* Exercise aim *
Reproduce the listing below, replacing every "bounding box" with "rectangle" and keeping everything else unchanged.
»»
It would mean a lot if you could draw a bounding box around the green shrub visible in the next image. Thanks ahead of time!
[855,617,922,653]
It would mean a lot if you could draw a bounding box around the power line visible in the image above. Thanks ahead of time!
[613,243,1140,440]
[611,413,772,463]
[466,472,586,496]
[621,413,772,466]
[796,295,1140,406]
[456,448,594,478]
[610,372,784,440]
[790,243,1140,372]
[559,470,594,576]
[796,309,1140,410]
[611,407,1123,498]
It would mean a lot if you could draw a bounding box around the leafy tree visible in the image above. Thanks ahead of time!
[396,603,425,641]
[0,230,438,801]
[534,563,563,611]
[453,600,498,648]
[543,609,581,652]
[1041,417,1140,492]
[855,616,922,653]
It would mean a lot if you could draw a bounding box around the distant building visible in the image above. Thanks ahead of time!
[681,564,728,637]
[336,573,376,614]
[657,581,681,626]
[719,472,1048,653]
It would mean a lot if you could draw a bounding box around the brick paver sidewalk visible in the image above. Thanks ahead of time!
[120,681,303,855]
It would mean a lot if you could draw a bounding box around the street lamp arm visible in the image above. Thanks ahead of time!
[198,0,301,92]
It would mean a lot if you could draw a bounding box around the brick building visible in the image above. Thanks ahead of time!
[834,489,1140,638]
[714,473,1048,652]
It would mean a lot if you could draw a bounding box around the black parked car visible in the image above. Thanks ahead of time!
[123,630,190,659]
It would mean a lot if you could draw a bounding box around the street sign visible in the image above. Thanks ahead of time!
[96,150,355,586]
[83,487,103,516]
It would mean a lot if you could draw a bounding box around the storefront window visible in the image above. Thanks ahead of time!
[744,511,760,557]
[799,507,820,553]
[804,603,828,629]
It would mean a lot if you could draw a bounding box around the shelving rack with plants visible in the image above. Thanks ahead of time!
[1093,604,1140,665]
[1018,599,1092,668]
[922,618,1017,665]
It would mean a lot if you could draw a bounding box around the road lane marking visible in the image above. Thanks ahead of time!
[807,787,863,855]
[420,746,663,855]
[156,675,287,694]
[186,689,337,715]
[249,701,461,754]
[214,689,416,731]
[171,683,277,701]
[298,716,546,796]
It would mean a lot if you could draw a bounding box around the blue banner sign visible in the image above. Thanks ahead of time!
««
* The output *
It would mean a lot if you could draw a rectangle around the green shrub visible in the next image. Thanks ahead of time!
[855,617,922,653]
It would mean a lot if you could draw a rectangle around the power line visible in the image above. Thanks ahead of time!
[613,243,1140,440]
[611,413,772,463]
[466,472,586,496]
[621,413,772,466]
[796,295,1140,406]
[456,448,594,478]
[610,372,784,440]
[790,243,1140,372]
[559,470,594,576]
[796,309,1140,410]
[611,407,1123,498]
It would mean a lot if you could draw a rectangle around the leafy tree visible in the image above. Thanks ahead of time!
[396,603,425,641]
[0,230,438,801]
[534,563,563,611]
[453,600,498,648]
[543,609,581,652]
[1041,417,1140,492]
[855,616,922,653]
It would mean a lot if you could draw a rectangle around the distant building visible in the image above. Thanks ahead of time!
[681,564,728,637]
[336,573,376,614]
[657,581,681,626]
[719,472,1048,653]
It would mean a lot if you could draw a rectangle around the brick paver sidewalk visible in the image above. Thanks ahead of time!
[120,681,303,855]
It would mean a lot if you could draw a rectangle around the street lamp arm visible in the image above. Thanks ahead of time!
[198,0,301,92]
It would mean a lot if you could draw a rectangle around the brick building visible in the image above. Thanks ahead of time!
[834,489,1140,638]
[714,473,1048,652]
It would mean a lot if you could draw a rectangle around the black parked car visible in the image above. Thanks ahead of time!
[123,630,190,659]
It would mean a lot if you could draw a rectangle around the street sign visible in the image above. Thanks ahead of time!
[96,150,355,586]
[83,487,103,516]
It would mean a lot if you could draw a rectangle around the storefront window visible in the image above. Thanks ahead of time!
[744,511,760,557]
[799,507,820,553]
[804,603,828,629]
It would mean a lot if you could draw a rectangle around the shelving rack with plants visible in the image above. Thanks ahead of time!
[1093,604,1140,665]
[1018,599,1092,668]
[922,618,1017,665]
It would mean a lot if you could draw a rectangle around the road lane marking visible in the image above. Thanks ahead of time!
[807,787,863,855]
[420,746,663,855]
[156,675,287,694]
[186,689,337,715]
[249,701,461,754]
[214,689,416,731]
[171,683,277,701]
[298,716,546,796]
It would mean a lot if you could draw a rectangle around the blue banner sign visible in the image above. Thanks ahead of time!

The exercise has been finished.